### Source material
>> start
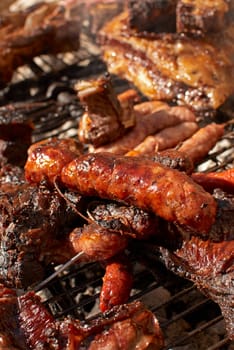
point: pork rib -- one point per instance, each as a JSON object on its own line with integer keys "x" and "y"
{"x": 168, "y": 66}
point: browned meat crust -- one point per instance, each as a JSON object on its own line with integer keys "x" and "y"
{"x": 195, "y": 72}
{"x": 26, "y": 324}
{"x": 143, "y": 183}
{"x": 209, "y": 264}
{"x": 201, "y": 17}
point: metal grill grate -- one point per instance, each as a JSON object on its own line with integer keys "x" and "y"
{"x": 188, "y": 319}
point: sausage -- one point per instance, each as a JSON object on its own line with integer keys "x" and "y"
{"x": 199, "y": 145}
{"x": 96, "y": 242}
{"x": 212, "y": 180}
{"x": 46, "y": 158}
{"x": 166, "y": 192}
{"x": 167, "y": 138}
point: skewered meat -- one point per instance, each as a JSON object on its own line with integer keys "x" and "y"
{"x": 117, "y": 282}
{"x": 151, "y": 117}
{"x": 145, "y": 184}
{"x": 43, "y": 28}
{"x": 210, "y": 181}
{"x": 193, "y": 72}
{"x": 102, "y": 119}
{"x": 27, "y": 324}
{"x": 47, "y": 158}
{"x": 34, "y": 221}
{"x": 201, "y": 17}
{"x": 199, "y": 145}
{"x": 167, "y": 138}
{"x": 152, "y": 15}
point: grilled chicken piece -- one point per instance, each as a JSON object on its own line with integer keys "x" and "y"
{"x": 209, "y": 264}
{"x": 194, "y": 72}
{"x": 152, "y": 15}
{"x": 201, "y": 17}
{"x": 46, "y": 28}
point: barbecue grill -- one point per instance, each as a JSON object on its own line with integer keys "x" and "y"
{"x": 188, "y": 319}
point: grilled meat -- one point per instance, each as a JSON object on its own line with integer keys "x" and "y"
{"x": 194, "y": 72}
{"x": 26, "y": 324}
{"x": 47, "y": 158}
{"x": 201, "y": 17}
{"x": 101, "y": 121}
{"x": 209, "y": 264}
{"x": 45, "y": 28}
{"x": 151, "y": 117}
{"x": 141, "y": 182}
{"x": 34, "y": 221}
{"x": 117, "y": 282}
{"x": 15, "y": 135}
{"x": 201, "y": 142}
{"x": 152, "y": 15}
{"x": 133, "y": 221}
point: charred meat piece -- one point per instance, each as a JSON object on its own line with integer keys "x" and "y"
{"x": 210, "y": 264}
{"x": 189, "y": 71}
{"x": 151, "y": 117}
{"x": 152, "y": 15}
{"x": 101, "y": 121}
{"x": 15, "y": 134}
{"x": 45, "y": 28}
{"x": 133, "y": 221}
{"x": 47, "y": 158}
{"x": 115, "y": 293}
{"x": 151, "y": 186}
{"x": 26, "y": 324}
{"x": 201, "y": 17}
{"x": 96, "y": 242}
{"x": 34, "y": 222}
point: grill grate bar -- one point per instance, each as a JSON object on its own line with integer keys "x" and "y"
{"x": 199, "y": 329}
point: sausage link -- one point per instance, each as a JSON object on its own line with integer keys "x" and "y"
{"x": 137, "y": 181}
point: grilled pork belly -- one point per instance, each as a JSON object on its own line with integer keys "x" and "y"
{"x": 46, "y": 28}
{"x": 201, "y": 17}
{"x": 209, "y": 264}
{"x": 194, "y": 72}
{"x": 26, "y": 324}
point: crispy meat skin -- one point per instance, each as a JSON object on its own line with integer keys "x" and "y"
{"x": 34, "y": 220}
{"x": 143, "y": 183}
{"x": 152, "y": 15}
{"x": 209, "y": 264}
{"x": 204, "y": 16}
{"x": 194, "y": 72}
{"x": 44, "y": 28}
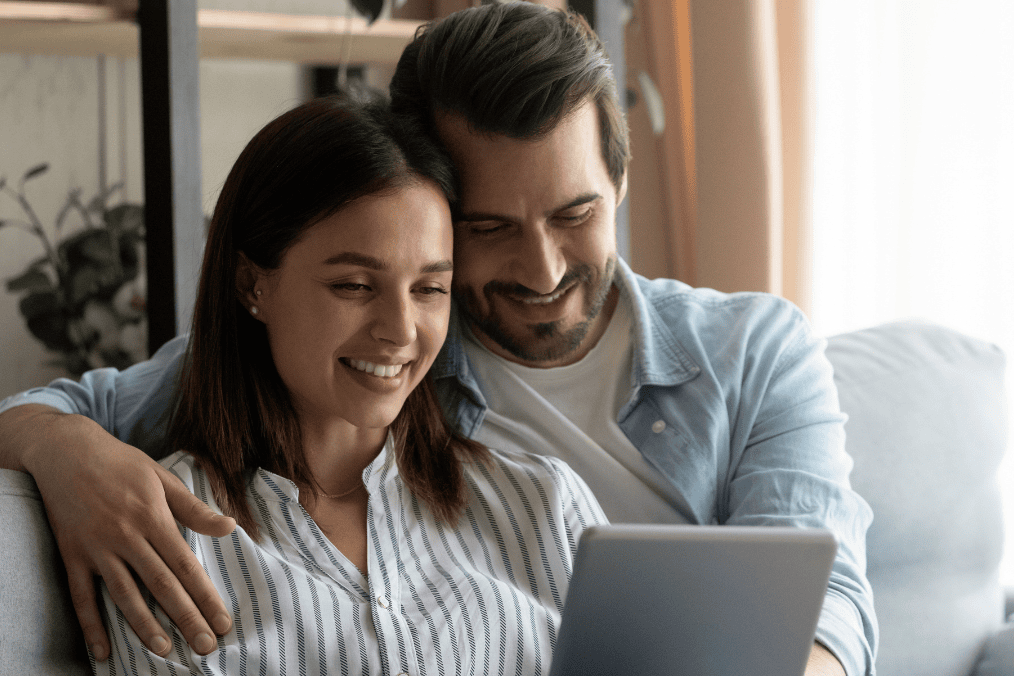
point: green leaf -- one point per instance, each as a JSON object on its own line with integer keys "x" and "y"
{"x": 98, "y": 247}
{"x": 125, "y": 218}
{"x": 84, "y": 283}
{"x": 39, "y": 304}
{"x": 34, "y": 171}
{"x": 32, "y": 280}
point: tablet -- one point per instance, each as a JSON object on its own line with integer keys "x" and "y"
{"x": 697, "y": 600}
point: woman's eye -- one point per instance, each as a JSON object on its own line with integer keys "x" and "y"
{"x": 349, "y": 286}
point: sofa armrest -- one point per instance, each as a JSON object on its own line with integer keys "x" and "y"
{"x": 997, "y": 658}
{"x": 39, "y": 630}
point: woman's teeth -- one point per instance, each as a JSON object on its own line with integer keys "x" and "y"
{"x": 544, "y": 300}
{"x": 378, "y": 370}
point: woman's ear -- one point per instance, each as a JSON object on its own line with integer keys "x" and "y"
{"x": 249, "y": 279}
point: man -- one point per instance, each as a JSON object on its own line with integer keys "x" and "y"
{"x": 674, "y": 404}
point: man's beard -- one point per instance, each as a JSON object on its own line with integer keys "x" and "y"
{"x": 546, "y": 342}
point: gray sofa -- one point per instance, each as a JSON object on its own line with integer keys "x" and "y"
{"x": 927, "y": 432}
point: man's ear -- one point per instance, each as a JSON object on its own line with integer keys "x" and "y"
{"x": 248, "y": 280}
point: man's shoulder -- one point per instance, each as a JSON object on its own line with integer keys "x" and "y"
{"x": 684, "y": 308}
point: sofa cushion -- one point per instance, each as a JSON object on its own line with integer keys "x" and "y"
{"x": 927, "y": 432}
{"x": 39, "y": 630}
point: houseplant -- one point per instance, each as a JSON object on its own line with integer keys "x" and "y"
{"x": 84, "y": 297}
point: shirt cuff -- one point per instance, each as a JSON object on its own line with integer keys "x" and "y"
{"x": 840, "y": 630}
{"x": 43, "y": 395}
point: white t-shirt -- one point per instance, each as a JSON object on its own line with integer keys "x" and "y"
{"x": 570, "y": 411}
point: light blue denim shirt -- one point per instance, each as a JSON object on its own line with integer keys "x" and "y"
{"x": 752, "y": 431}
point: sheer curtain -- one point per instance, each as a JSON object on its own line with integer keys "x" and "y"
{"x": 914, "y": 172}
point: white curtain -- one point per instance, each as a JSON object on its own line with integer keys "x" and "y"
{"x": 914, "y": 171}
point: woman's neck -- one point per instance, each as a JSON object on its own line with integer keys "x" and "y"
{"x": 338, "y": 453}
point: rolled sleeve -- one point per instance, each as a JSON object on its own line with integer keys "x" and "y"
{"x": 131, "y": 404}
{"x": 794, "y": 471}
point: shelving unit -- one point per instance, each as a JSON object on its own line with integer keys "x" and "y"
{"x": 77, "y": 29}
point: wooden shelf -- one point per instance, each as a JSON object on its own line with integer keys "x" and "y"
{"x": 75, "y": 29}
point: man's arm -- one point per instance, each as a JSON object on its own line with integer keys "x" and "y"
{"x": 822, "y": 663}
{"x": 112, "y": 510}
{"x": 792, "y": 469}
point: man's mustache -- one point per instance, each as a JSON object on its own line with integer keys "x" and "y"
{"x": 519, "y": 291}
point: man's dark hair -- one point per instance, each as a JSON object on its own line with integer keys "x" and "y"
{"x": 513, "y": 69}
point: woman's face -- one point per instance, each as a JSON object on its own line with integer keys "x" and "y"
{"x": 359, "y": 306}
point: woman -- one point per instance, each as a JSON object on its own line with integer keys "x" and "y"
{"x": 371, "y": 537}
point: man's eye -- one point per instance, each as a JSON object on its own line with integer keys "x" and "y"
{"x": 574, "y": 219}
{"x": 349, "y": 286}
{"x": 486, "y": 228}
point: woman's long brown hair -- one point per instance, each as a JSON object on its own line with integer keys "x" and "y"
{"x": 231, "y": 408}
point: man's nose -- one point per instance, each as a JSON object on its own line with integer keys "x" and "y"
{"x": 394, "y": 321}
{"x": 538, "y": 263}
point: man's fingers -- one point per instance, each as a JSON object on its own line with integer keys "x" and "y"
{"x": 165, "y": 585}
{"x": 191, "y": 512}
{"x": 82, "y": 595}
{"x": 127, "y": 596}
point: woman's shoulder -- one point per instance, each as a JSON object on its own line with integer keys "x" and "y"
{"x": 515, "y": 467}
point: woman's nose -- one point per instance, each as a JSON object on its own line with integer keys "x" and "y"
{"x": 394, "y": 321}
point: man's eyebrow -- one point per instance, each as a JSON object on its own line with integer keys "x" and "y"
{"x": 372, "y": 263}
{"x": 490, "y": 216}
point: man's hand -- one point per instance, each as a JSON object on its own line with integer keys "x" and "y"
{"x": 822, "y": 663}
{"x": 112, "y": 510}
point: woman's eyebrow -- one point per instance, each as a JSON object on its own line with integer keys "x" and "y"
{"x": 372, "y": 263}
{"x": 353, "y": 258}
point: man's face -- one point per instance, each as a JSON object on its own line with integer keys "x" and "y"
{"x": 534, "y": 238}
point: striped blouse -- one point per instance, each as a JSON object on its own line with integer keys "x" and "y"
{"x": 482, "y": 598}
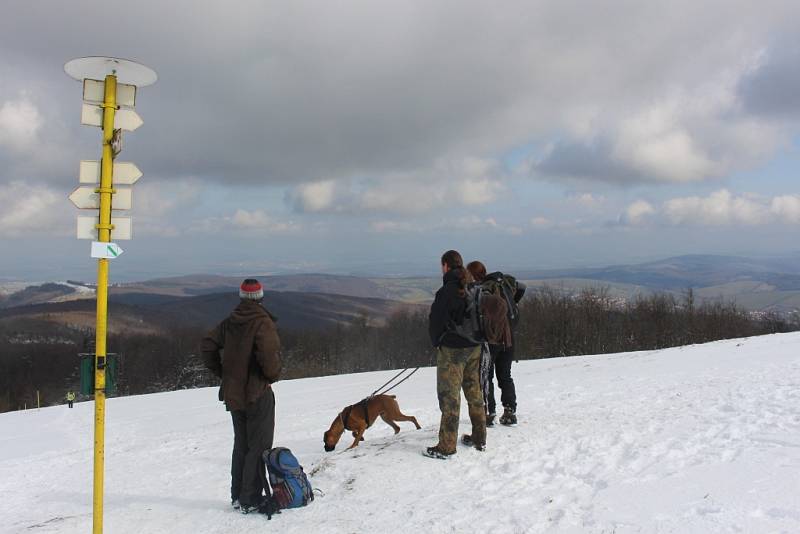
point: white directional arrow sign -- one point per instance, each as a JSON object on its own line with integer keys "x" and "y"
{"x": 125, "y": 173}
{"x": 87, "y": 230}
{"x": 86, "y": 198}
{"x": 127, "y": 119}
{"x": 94, "y": 92}
{"x": 106, "y": 250}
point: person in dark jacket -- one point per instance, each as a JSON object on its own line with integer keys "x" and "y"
{"x": 501, "y": 355}
{"x": 457, "y": 362}
{"x": 244, "y": 351}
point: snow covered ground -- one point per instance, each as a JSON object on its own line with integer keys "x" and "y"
{"x": 703, "y": 438}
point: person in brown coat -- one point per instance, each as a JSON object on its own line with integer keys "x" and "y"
{"x": 244, "y": 351}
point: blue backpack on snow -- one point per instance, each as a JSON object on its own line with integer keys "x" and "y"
{"x": 290, "y": 485}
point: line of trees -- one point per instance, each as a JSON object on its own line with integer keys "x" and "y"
{"x": 42, "y": 356}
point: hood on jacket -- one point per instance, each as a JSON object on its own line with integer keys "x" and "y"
{"x": 247, "y": 310}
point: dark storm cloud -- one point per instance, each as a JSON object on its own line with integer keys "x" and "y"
{"x": 773, "y": 89}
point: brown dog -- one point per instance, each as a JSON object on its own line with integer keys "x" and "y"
{"x": 359, "y": 417}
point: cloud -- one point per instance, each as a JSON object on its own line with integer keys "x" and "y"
{"x": 27, "y": 210}
{"x": 638, "y": 212}
{"x": 465, "y": 182}
{"x": 256, "y": 222}
{"x": 465, "y": 224}
{"x": 20, "y": 122}
{"x": 306, "y": 92}
{"x": 786, "y": 208}
{"x": 687, "y": 135}
{"x": 772, "y": 88}
{"x": 720, "y": 208}
{"x": 315, "y": 196}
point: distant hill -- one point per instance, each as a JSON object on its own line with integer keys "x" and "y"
{"x": 770, "y": 284}
{"x": 754, "y": 284}
{"x": 141, "y": 312}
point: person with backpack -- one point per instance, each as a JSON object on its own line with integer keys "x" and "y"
{"x": 248, "y": 367}
{"x": 457, "y": 361}
{"x": 502, "y": 354}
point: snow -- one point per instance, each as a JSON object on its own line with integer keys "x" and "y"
{"x": 702, "y": 439}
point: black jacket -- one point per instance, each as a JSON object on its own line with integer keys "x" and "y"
{"x": 448, "y": 308}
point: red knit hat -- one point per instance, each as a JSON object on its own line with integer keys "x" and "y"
{"x": 251, "y": 289}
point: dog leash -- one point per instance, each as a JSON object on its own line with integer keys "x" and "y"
{"x": 381, "y": 391}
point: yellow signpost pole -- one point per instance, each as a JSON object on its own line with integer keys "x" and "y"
{"x": 104, "y": 228}
{"x": 102, "y": 77}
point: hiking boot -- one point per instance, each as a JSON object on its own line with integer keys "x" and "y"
{"x": 268, "y": 508}
{"x": 466, "y": 439}
{"x": 248, "y": 508}
{"x": 509, "y": 417}
{"x": 436, "y": 452}
{"x": 253, "y": 508}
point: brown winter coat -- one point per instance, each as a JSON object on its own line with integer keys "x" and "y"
{"x": 250, "y": 359}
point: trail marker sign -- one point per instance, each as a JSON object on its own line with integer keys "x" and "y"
{"x": 87, "y": 198}
{"x": 106, "y": 250}
{"x": 127, "y": 119}
{"x": 87, "y": 228}
{"x": 125, "y": 172}
{"x": 94, "y": 93}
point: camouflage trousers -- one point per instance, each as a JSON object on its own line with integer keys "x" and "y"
{"x": 457, "y": 369}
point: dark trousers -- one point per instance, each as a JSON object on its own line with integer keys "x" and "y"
{"x": 501, "y": 362}
{"x": 253, "y": 430}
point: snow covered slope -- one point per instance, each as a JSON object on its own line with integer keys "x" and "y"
{"x": 695, "y": 439}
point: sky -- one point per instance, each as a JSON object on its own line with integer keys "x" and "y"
{"x": 370, "y": 137}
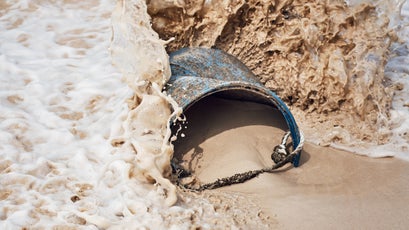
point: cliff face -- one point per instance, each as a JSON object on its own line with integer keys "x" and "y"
{"x": 323, "y": 58}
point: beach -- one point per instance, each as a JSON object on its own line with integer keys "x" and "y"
{"x": 85, "y": 117}
{"x": 330, "y": 189}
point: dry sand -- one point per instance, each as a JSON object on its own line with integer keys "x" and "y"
{"x": 331, "y": 188}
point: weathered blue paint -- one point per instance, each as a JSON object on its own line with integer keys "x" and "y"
{"x": 200, "y": 72}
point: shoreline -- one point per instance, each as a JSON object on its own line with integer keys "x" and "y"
{"x": 330, "y": 189}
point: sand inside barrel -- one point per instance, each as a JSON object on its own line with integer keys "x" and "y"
{"x": 331, "y": 188}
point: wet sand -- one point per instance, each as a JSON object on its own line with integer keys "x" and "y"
{"x": 331, "y": 188}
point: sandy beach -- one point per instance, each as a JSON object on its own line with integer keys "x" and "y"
{"x": 84, "y": 122}
{"x": 331, "y": 189}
>> end
### What is required
Your task is to set down exactly the lines that run from the line holding "point: camouflage trousers" through the close of the entries, including both ends. Pictures stay out.

### Written answer
point: camouflage trousers -- one point per instance, each as a JSON object on its own line with integer keys "x" and "y"
{"x": 457, "y": 369}
point: dark trousers -- one point per instance, each as a JSON object on its own line with integer keys "x" and "y"
{"x": 501, "y": 362}
{"x": 253, "y": 430}
point: snow covered slope -- one point per instance, each as a JSON object on its own line with integer keys "x" and "y"
{"x": 695, "y": 439}
point: sky -- one point per instance, each as a JSON object on its own line with integer keys "x" and "y"
{"x": 370, "y": 137}
point: cliff face -- one point per instance, each as a JSON object on its own line with integer keys "x" and "y"
{"x": 323, "y": 58}
point: beach -- one point per instance, each as a JSON object on its own line with integer keys "x" and "y"
{"x": 85, "y": 117}
{"x": 330, "y": 189}
point: dry sand -- one point per instance, each as a JSON object on its own line with integer keys "x" and "y"
{"x": 331, "y": 188}
point: weathered blue paint -- one point per instance, each as a JSON object on its own line with integer keys "x" and "y"
{"x": 200, "y": 72}
point: shoreline -- one point per instance, each as a JSON object on its own line with integer keys "x" and "y"
{"x": 330, "y": 189}
point: sand inside barrel -- one point per instance, each as a JSON object on its own line with integer keys "x" and "y"
{"x": 331, "y": 188}
point: wet sand -- one point per instance, each as a JSON object on its own line with integer keys "x" and "y"
{"x": 331, "y": 188}
point: sandy beach -- one point per instance, each as a JSON object on its own line with integer keys "x" and "y"
{"x": 84, "y": 122}
{"x": 331, "y": 189}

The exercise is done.